WORK TO COMPLETE: Beginning at the line that contains "positive clicks: (348, 495)" and ending at the last line of the records below, retype each line exactly and add nothing.

PROVIDED RECORDS:
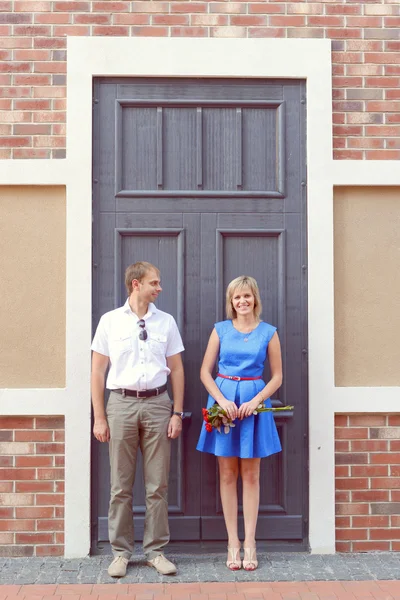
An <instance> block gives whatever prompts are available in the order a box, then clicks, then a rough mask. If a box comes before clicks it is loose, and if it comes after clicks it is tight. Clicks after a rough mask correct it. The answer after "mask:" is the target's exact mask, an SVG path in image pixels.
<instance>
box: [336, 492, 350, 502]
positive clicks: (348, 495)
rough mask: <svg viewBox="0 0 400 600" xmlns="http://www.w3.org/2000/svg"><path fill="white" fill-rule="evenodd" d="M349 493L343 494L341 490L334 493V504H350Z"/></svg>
mask: <svg viewBox="0 0 400 600" xmlns="http://www.w3.org/2000/svg"><path fill="white" fill-rule="evenodd" d="M350 500H351V497H350V492H344V491H342V490H340V491H336V492H335V501H336V502H350Z"/></svg>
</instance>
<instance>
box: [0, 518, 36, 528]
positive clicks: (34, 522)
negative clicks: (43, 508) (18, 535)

ANSWER SPACE:
positive clicks: (348, 495)
rough mask: <svg viewBox="0 0 400 600" xmlns="http://www.w3.org/2000/svg"><path fill="white" fill-rule="evenodd" d="M349 493L343 494L341 490L334 493V504H350Z"/></svg>
mask: <svg viewBox="0 0 400 600" xmlns="http://www.w3.org/2000/svg"><path fill="white" fill-rule="evenodd" d="M350 500H351V497H350V492H344V491H342V490H340V491H336V492H335V501H336V502H350Z"/></svg>
</instance>
<instance>
box: [0, 518, 36, 528]
positive clicks: (34, 522)
negative clicks: (43, 508) (18, 535)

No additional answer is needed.